> [Set task]
Transcribe every entry word for word. Skip the pictures.

╭─ Data records

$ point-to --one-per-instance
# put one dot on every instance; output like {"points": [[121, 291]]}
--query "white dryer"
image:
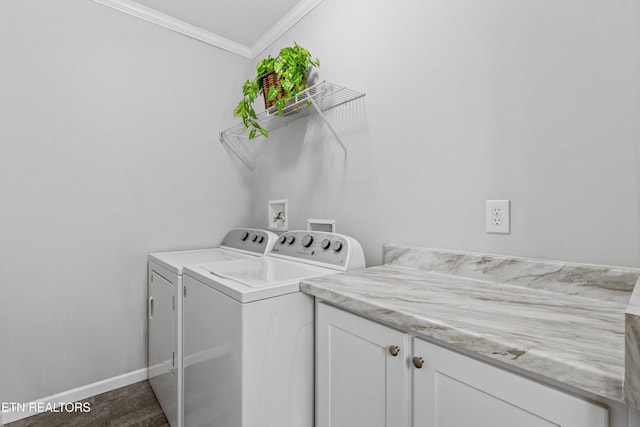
{"points": [[165, 309], [248, 356]]}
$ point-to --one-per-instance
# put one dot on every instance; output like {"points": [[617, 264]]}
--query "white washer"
{"points": [[248, 333], [165, 309]]}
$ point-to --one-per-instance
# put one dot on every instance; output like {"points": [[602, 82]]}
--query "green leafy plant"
{"points": [[291, 67]]}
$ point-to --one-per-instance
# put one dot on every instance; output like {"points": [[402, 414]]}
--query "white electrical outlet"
{"points": [[498, 216]]}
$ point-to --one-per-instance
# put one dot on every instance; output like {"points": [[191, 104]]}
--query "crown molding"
{"points": [[283, 25], [148, 14], [151, 15]]}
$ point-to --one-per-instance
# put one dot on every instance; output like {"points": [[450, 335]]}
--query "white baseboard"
{"points": [[73, 395]]}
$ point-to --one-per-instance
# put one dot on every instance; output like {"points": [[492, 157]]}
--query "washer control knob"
{"points": [[307, 240]]}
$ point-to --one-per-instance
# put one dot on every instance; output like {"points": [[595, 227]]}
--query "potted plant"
{"points": [[278, 80]]}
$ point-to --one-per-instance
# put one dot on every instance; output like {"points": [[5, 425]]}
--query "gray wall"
{"points": [[108, 151], [537, 102]]}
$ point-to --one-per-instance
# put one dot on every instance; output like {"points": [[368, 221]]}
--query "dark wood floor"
{"points": [[134, 405]]}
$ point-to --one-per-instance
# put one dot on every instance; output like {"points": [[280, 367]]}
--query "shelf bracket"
{"points": [[326, 122]]}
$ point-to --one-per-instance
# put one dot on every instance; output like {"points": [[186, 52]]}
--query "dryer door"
{"points": [[161, 326]]}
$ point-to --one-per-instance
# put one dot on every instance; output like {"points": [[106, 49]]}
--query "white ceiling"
{"points": [[245, 27], [243, 21]]}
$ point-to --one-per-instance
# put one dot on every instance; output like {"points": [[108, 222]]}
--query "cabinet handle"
{"points": [[417, 361]]}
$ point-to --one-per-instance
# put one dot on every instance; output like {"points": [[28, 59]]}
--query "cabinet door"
{"points": [[359, 382], [161, 325], [452, 390], [162, 345]]}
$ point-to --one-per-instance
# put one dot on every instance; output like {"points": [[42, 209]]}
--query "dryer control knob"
{"points": [[307, 240]]}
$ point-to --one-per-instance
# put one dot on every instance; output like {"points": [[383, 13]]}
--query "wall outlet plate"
{"points": [[498, 216]]}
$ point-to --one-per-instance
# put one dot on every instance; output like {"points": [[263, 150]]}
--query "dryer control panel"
{"points": [[327, 249], [250, 240]]}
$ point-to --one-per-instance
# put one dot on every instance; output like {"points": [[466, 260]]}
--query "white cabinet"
{"points": [[451, 389], [360, 383]]}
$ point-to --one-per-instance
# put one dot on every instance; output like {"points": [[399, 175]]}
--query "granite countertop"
{"points": [[562, 321]]}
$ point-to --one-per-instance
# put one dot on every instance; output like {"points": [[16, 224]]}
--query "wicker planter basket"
{"points": [[272, 79]]}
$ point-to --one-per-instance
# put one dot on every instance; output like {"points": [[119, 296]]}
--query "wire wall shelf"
{"points": [[315, 99]]}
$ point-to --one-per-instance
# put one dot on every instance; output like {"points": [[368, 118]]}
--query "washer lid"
{"points": [[175, 261], [264, 271]]}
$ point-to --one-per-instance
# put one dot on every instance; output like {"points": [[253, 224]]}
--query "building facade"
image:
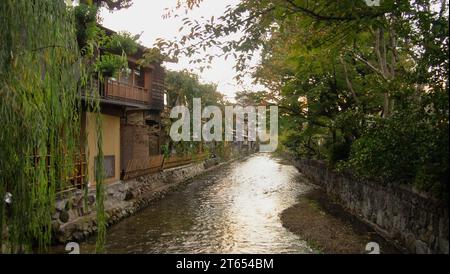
{"points": [[130, 106]]}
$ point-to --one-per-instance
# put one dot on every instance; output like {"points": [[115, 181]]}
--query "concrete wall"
{"points": [[419, 223], [111, 142]]}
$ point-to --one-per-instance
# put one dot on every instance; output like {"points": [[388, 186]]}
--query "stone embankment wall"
{"points": [[417, 222], [75, 215]]}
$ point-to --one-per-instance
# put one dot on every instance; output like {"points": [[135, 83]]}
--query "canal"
{"points": [[233, 209]]}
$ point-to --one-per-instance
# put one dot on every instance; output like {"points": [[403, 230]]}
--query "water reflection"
{"points": [[232, 210]]}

╰─

> [Result]
$ point-to --one-per-instance
# put one dot on every instance; output like {"points": [[121, 291]]}
--query "white dryer"
image:
{"points": [[165, 309], [248, 356]]}
$ point-to --one-per-instance
# put one dot on every instance; output like {"points": [[617, 264]]}
--query "white washer"
{"points": [[248, 333], [165, 309]]}
$ point-to --one-per-instance
# put one dot on every instance; output like {"points": [[602, 82]]}
--query "green leafy plant"
{"points": [[291, 67]]}
$ point-to --one-per-instance
# put one dot on every instance; output like {"points": [[402, 414]]}
--query "white electrical outlet"
{"points": [[498, 216]]}
$ point-to --one-per-instance
# put one dot on every instance; output like {"points": [[191, 104]]}
--query "crown molding"
{"points": [[283, 25], [148, 14], [151, 15]]}
$ point-to --one-per-instance
# put one dot on every instance; output like {"points": [[450, 335]]}
--query "white baseboard"
{"points": [[73, 395]]}
$ point-to --one-per-instance
# put one dot on every instance; output like {"points": [[492, 157]]}
--query "washer control knob"
{"points": [[307, 240]]}
$ point-to --one-per-instance
# put one dot on every instance; output like {"points": [[595, 227]]}
--query "potted plant"
{"points": [[278, 80]]}
$ point-to --one-per-instance
# put one dot on every instance; output like {"points": [[5, 425]]}
--query "gray wall"
{"points": [[108, 151], [537, 102]]}
$ point-to --one-per-instance
# put one dot on every instance; output like {"points": [[368, 221]]}
--query "dark wood floor"
{"points": [[134, 405]]}
$ point-to --one-per-instance
# put one dot on every instance; output like {"points": [[280, 367]]}
--query "shelf bracket"
{"points": [[326, 122]]}
$ point-to --one-per-instance
# put one dot on every instance; output like {"points": [[186, 52]]}
--query "dryer door"
{"points": [[161, 326]]}
$ point-to --one-per-instance
# put one dot on every instance; output like {"points": [[106, 49]]}
--query "white ceiling"
{"points": [[245, 27], [243, 21]]}
$ point-to --one-per-instance
# put one dot on every instance; output like {"points": [[108, 222]]}
--query "cabinet handle"
{"points": [[417, 361]]}
$ point-to --one-per-instance
# put one dot on every instance; output like {"points": [[28, 59]]}
--query "cabinet door"
{"points": [[359, 382], [161, 325], [452, 390], [162, 345]]}
$ point-to --one-per-instance
# put one dot on every instance; output like {"points": [[42, 209]]}
--query "dryer control knob"
{"points": [[307, 240]]}
$ point-to --one-per-instance
# put one dot on every instance; output like {"points": [[383, 13]]}
--query "wall outlet plate"
{"points": [[498, 216]]}
$ point-to --one-per-instance
# put one dot on every instance; output like {"points": [[263, 150]]}
--query "dryer control panel"
{"points": [[327, 249], [250, 240]]}
$ point-to --one-per-instance
# put one dot on every instance; output like {"points": [[466, 260]]}
--query "white cabinet"
{"points": [[451, 389], [360, 383]]}
$ point-to --one-per-instance
# put one dot on every instance; output like {"points": [[399, 175]]}
--query "granite countertop"
{"points": [[562, 321]]}
$ point-to --one-per-instance
# put one dot on every instance; output like {"points": [[16, 224]]}
--query "wicker planter basket"
{"points": [[272, 79]]}
$ point-to --one-per-instance
# put one dot on every instance; output like {"points": [[119, 296]]}
--query "wire wall shelf"
{"points": [[315, 99]]}
$ point-to --one-per-instance
# put one dot on every instance; output like {"points": [[368, 118]]}
--query "washer lid"
{"points": [[175, 261], [264, 271]]}
$ point-to --one-per-instance
# put one dot on every instance; output like {"points": [[253, 224]]}
--query "building facade"
image:
{"points": [[130, 106]]}
$ point-to --one-per-instance
# put one dot on every instance; output like {"points": [[115, 181]]}
--query "concrete wall"
{"points": [[419, 223], [111, 142]]}
$ point-to --one-per-instance
# put one dot on every instance; output like {"points": [[388, 186]]}
--query "stone embankment wall"
{"points": [[417, 222], [75, 215]]}
$ point-to --one-per-instance
# put one dot on every instance; output like {"points": [[135, 83]]}
--query "canal"
{"points": [[233, 209]]}
$ point-to --one-per-instance
# put one dot on every instance; output like {"points": [[403, 230]]}
--query "water reflection"
{"points": [[232, 210]]}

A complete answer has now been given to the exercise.